Problems to work on:
- 1) In the report below on the suspended Trowbridge nurse, rewrite the paragraph beginning "Margaret Afaribea Boateng, a nurse at the Ravenscroft Nursing Home" as a short list that keeps its main facts.
- 2) In the report below on the suspended Trowbridge nurse, what charge did Boateng admit?
- 3) Resume the report below on the suspended Trowbridge nurse, carrying it on after its last sentence.

Quoted passage:

=== Begin Enclosure ===

A nurse who forced an elderly woman at a Trowbridge nursing home to take medication after threatening to hit her has been suspended from the profession.

Margaret Afaribea Boateng, a nurse at the Ravenscroft Nursing Home in 2008, left the woman “hurt, harmed and frightened” after raising her hand as if to hit her. She also held down her hands and spoon-fed the medication, even though the woman was able to feed herself.

When she realised a colleague, care assistant Titania Wheeler, had witnessed the incident on October 14, 2008, she repeatedly phoned her and, in one aggressive call, reportedly asked: “Why tell the manager that I was going to hit her?”

Boateng was found guilty on all counts, despite denying the charges during a Nursing and Midwifery Council (NMC) hearing last week.

She admitted another charge that, on September 30, 2008, she failed to respond to an emergency call bell at 2am, when she was working on the night shift.

Ms Wheeler told the hearing she had seen Boateng enter the woman’s room with medication on a spoon, before holding her hands towards her chest and forcibly placing the medication in her mouth.

Barbara Buchan, the former manager of the home in Hilper-ton Road, was praised for her “professional” approach to the investigation.

=== End Enclosure ===

Supplied information:
=== Begin Enclosure ===

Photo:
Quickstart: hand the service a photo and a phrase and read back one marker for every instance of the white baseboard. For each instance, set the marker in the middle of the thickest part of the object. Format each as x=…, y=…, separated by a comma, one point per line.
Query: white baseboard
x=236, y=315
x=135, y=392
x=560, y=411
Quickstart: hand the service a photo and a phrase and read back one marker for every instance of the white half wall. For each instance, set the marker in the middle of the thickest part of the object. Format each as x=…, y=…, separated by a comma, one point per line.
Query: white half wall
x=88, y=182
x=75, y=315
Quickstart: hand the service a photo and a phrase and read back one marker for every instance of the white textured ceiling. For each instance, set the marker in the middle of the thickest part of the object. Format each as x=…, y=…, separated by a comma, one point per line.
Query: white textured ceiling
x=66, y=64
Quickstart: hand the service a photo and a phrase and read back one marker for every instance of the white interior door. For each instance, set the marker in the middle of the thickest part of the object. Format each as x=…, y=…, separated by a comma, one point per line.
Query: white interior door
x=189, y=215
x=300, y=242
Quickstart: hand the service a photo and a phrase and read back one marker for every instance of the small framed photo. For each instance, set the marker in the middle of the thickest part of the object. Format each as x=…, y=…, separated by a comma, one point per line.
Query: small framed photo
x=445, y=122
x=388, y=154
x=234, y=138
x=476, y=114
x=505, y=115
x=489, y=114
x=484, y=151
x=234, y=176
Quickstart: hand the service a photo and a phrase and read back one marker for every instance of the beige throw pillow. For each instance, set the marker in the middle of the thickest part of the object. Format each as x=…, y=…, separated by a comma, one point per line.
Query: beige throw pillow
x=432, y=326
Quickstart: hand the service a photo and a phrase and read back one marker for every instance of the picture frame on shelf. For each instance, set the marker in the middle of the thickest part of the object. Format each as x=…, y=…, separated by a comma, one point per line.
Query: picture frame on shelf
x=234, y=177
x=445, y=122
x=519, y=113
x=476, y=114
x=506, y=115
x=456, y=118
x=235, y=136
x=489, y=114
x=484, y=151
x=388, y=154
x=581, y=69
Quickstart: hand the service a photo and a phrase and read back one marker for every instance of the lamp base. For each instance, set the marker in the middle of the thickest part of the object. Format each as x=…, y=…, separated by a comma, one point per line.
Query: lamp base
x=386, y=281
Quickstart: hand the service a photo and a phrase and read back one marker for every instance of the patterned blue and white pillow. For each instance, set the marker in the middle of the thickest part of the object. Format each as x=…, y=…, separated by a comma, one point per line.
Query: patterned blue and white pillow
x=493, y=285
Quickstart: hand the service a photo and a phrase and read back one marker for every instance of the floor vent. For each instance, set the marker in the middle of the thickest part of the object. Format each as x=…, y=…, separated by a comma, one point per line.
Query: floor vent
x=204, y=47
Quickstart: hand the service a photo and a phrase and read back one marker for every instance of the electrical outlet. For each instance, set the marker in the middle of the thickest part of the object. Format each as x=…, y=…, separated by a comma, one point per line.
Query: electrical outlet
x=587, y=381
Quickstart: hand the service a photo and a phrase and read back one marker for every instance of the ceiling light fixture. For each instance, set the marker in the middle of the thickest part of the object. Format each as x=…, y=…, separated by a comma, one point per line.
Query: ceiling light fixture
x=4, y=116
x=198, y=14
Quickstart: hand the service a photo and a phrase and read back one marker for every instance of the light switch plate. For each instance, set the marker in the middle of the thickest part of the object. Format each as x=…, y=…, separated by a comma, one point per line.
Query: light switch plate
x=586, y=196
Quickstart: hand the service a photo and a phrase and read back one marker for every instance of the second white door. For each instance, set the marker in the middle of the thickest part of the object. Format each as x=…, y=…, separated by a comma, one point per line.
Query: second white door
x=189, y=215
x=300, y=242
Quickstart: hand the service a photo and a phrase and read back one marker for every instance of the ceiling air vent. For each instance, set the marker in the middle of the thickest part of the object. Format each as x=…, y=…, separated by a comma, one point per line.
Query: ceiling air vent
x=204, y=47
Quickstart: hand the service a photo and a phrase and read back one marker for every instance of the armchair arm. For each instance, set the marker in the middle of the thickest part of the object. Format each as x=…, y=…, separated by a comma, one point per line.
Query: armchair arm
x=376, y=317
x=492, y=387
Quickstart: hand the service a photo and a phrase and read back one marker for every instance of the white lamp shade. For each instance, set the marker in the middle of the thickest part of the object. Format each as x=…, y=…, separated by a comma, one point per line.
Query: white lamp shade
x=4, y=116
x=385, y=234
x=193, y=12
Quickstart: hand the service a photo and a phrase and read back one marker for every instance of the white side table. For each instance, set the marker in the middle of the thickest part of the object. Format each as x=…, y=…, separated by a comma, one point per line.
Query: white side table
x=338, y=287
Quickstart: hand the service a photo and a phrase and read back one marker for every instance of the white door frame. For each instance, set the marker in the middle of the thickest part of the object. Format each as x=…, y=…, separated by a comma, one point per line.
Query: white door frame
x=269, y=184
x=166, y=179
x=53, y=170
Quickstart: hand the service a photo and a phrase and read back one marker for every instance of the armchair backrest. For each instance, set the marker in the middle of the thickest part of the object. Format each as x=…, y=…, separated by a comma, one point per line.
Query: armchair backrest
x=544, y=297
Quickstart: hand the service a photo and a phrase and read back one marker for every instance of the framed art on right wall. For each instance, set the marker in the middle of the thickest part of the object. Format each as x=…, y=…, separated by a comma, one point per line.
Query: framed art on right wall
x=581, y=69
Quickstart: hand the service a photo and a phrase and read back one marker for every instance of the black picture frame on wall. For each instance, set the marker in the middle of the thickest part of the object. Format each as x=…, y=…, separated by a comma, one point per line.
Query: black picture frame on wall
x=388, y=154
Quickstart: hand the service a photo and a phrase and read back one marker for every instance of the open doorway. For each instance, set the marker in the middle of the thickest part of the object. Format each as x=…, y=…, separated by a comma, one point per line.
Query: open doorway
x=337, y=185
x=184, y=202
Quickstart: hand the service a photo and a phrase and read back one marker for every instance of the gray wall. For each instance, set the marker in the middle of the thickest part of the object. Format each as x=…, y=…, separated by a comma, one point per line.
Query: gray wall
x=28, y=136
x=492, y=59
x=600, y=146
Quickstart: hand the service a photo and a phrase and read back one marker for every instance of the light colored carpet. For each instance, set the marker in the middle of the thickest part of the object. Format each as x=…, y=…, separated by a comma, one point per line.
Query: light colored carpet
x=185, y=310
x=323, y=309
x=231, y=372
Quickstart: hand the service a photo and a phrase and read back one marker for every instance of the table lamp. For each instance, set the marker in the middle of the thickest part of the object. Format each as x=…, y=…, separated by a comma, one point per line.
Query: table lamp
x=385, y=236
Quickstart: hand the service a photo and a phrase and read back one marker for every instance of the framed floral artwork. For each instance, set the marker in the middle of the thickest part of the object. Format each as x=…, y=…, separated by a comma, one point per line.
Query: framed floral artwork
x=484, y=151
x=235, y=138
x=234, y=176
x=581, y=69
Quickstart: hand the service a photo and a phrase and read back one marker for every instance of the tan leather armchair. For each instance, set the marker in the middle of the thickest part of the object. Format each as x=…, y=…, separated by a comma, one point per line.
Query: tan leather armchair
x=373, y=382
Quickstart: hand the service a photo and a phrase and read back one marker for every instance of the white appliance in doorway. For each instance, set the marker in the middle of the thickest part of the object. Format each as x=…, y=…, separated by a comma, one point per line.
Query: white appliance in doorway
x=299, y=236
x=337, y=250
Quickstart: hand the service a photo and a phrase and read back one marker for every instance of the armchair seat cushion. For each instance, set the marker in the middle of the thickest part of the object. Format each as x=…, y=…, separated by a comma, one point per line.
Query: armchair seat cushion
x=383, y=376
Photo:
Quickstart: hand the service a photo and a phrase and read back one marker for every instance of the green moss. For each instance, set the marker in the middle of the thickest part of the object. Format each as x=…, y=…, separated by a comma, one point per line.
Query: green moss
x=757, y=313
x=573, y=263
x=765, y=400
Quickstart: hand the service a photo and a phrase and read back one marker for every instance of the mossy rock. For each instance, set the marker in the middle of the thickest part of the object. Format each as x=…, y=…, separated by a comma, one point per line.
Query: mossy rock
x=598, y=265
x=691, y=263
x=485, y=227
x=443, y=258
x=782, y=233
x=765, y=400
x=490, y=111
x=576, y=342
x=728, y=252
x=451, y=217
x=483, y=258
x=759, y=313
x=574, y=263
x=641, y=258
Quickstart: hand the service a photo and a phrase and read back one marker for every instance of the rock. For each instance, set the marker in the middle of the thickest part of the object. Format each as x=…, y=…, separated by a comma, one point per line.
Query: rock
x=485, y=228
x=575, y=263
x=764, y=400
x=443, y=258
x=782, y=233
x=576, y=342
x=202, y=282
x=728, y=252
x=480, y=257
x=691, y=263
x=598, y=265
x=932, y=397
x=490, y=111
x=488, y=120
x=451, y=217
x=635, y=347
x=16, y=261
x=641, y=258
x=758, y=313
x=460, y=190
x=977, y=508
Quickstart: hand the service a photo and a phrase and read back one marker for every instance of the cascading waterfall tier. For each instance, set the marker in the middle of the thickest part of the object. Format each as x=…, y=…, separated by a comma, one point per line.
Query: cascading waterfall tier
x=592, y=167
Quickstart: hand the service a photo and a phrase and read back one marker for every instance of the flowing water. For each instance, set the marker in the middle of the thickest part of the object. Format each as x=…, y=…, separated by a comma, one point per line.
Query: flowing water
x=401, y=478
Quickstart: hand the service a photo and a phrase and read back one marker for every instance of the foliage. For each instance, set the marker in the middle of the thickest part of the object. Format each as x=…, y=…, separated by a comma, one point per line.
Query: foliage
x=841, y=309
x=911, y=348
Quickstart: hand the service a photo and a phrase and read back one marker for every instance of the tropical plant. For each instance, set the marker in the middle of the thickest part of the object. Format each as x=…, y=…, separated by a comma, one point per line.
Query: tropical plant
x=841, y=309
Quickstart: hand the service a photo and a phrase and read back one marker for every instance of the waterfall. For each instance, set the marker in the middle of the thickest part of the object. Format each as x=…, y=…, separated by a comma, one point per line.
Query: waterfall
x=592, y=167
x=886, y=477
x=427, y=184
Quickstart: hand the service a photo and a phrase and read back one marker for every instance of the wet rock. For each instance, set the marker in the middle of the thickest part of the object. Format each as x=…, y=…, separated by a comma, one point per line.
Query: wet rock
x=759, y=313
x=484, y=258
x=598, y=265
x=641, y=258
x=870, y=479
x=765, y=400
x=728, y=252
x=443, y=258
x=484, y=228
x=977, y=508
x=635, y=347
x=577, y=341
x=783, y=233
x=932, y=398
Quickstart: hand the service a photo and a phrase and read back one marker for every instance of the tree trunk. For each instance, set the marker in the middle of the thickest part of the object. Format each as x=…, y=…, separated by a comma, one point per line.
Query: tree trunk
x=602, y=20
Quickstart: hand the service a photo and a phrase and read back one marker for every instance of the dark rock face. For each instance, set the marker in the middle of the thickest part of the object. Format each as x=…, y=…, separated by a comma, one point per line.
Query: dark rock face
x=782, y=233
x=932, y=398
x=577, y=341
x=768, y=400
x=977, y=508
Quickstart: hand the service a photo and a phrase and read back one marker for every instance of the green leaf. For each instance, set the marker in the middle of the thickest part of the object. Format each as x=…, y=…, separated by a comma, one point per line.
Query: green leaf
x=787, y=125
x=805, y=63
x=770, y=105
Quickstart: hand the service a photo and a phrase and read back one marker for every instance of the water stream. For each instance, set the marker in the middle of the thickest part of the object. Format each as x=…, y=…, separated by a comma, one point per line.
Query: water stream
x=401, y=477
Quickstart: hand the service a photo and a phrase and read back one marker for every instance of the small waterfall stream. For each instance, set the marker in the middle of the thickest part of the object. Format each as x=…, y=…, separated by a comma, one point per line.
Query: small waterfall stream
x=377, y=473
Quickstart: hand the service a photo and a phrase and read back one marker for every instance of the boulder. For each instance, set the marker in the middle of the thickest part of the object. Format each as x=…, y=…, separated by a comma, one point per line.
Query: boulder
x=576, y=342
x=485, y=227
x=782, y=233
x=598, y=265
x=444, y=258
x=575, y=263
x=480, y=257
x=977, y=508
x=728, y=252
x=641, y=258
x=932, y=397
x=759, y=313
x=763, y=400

=== End Enclosure ===

Task responses:
- 1)
- Margaret Afaribea Boateng was a nurse at the Ravenscroft Nursing Home in 2008.
- She raised her hand at an elderly woman as if to hit her, leaving her "hurt, harmed and frightened."
- She held down the woman's hands and spoon-fed her the medication, although the woman could feed herself.

- 2) She admitted that on September 30, 2008, while working the night shift, she failed to respond to an emergency call bell at 2am.

- 3)
She had a conversation with the patient the day after, which was witnessed by a third party, in which the woman corroborated Ms Wheeler’s account.

Boateng’s defence was at odds with that story. She claimed she was holding a medicine pot in one hand, which would not have allowed her to restrain the patient’s hands.

But the argument fell apart as it was revealed the patient had screamed and tried to spit out the medicine.

The three-strong NMC panel reported: “This strongly suggested that Patient A did not consent to her medication and therefore the fact that the registrant admitted that she gave the medication leads the panel to the conclusion that such medication was given without consent.”

Boateng was given an 18-month suspension, despite her current, Frome-based employer offering supervision.

The panel said it needed to protect the public from “fundamental” departures from the code which governs nurses.